Do judicial commissions and commissions of inquiry (COI) appointed by the government to examine issues ranging from communal riots, scandals and assassinations to inter-state disputes actually achieve anything? A sampling of the number of the commissions appointed till date and their fate is an eye-opener.
There have been over 40 commissions of inquiry that have been appointed to study major communal riots in the country since independence and none of the recommendations has been implemented. Jurists and lawmakers, critical of such commissions, firmly believe that they are at best a diversionary tactic to hoodwink people, that they take an inordinately long time to deliver reports and that their recommendations, when submitted, are seldom implemented.
The 41st extension, and perhaps the last, given in September to one of the country's longest running inquiry commissions probing the sequence of events leading to the razing of the Babri mosque by Hindu mobs on Dec 6, 1992, has put the spotlight on whether such commissions serve any real purpose. Considering that it has cost the exchequer over Rs.70 million for the one-man panel of Justice M.S. Liberhan, who is currently writing up his report, many believe this too will go the way of other commissions.
To name just a few: the Justice Jagmohan Reddy COI that probed the Ahmedabad riots in 1969, the Justice Venugopal COI that investigated the Kanyakumari riots, 1982, the Justice Joseph Vithayathal COI on the Tellicherry disturbances, 1971, and the Justice Madon COI into the communal disturbances at Bhiwandi, Jalgaon and Mahad in May 1970.

□ □ □ □

### Problem A
Answer these questions from the commissions of inquiry text, one per line:
(i) How many commissions of inquiry have been appointed to study major communal riots since independence?
(ii) Which extension was given in September to the commission probing the razing of the Babri mosque?
(iii) Which commission of inquiry probed the Ahmedabad riots in 1969?
### Problem B
Why are jurists and lawmakers critical of commissions of inquiry, according to the commissions of inquiry text? Answer in one to three sentences.
### Problem C
Carry on the text about commissions of inquiry, picking up after its final sentence.
The listing that comes next has no connection to the text on commissions of inquiry.

### Source material

□ □ □ □

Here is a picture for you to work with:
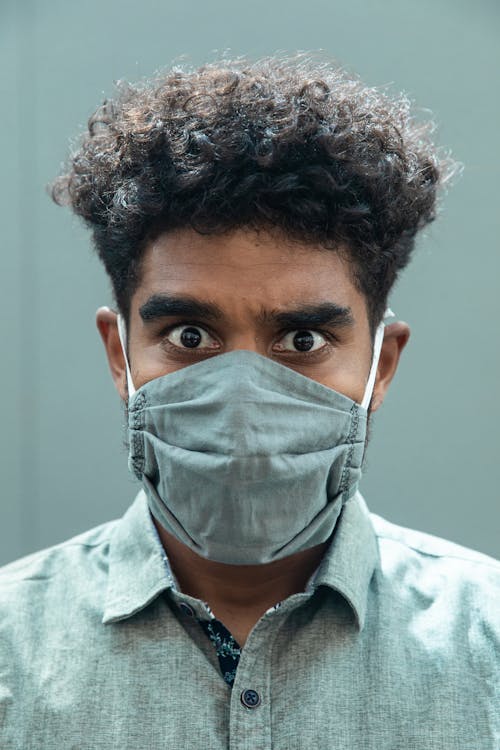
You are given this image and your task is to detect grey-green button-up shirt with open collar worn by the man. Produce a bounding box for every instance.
[0,492,500,750]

□ □ □ □

### Answer section A
(i) Over 40.
(ii) The 41st extension.
(iii) The Justice Jagmohan Reddy COI.

### Answer section B
They believe the commissions are at best a diversionary tactic to hoodwink people. They also hold that the commissions take an inordinately long time to deliver reports and that their recommendations are seldom implemented.

### Answer section C
Almost every commission that probed these riots, including the Bhagalpur riots of 1989 that left 1,000 dead and the riots in Jabalpur of 1961, recommended various measures to prevent communal violence, de-communalise the police, punish the guilty and ensure justice to victims.
"Many of the recommendations have remained only on paper. No government, be it the Congress, or the Janata Dal or the Bharatiya Janata Party, has shown any interest or inclination in implementing any of the major recommendations," says Justice Hosbet Suresh, a retired judge of the Bombay High Court who was also a member of the Concerned Citizens' Tribunal, Gujarat, in 2002.
Interestingly, in almost all communal riots as gleaned by the inquiries it is the minority community that has suffered the most and nearly every COI appointed by the government concerned has, without exception, charged the majority community as mainly responsible for the violence.
Just two years ago, former chief justice of India R.C. Lahoti, expressed reservations about the importance of COIs, saying there were shortcomings in the Commission of Inquiry Act which should be corrected by an amendment.
"Personally, I feel that no judge should accept the responsibility of heading commissions of inquiry unless it is guaranteed that their recommendations and findings will be implemented," he remarked.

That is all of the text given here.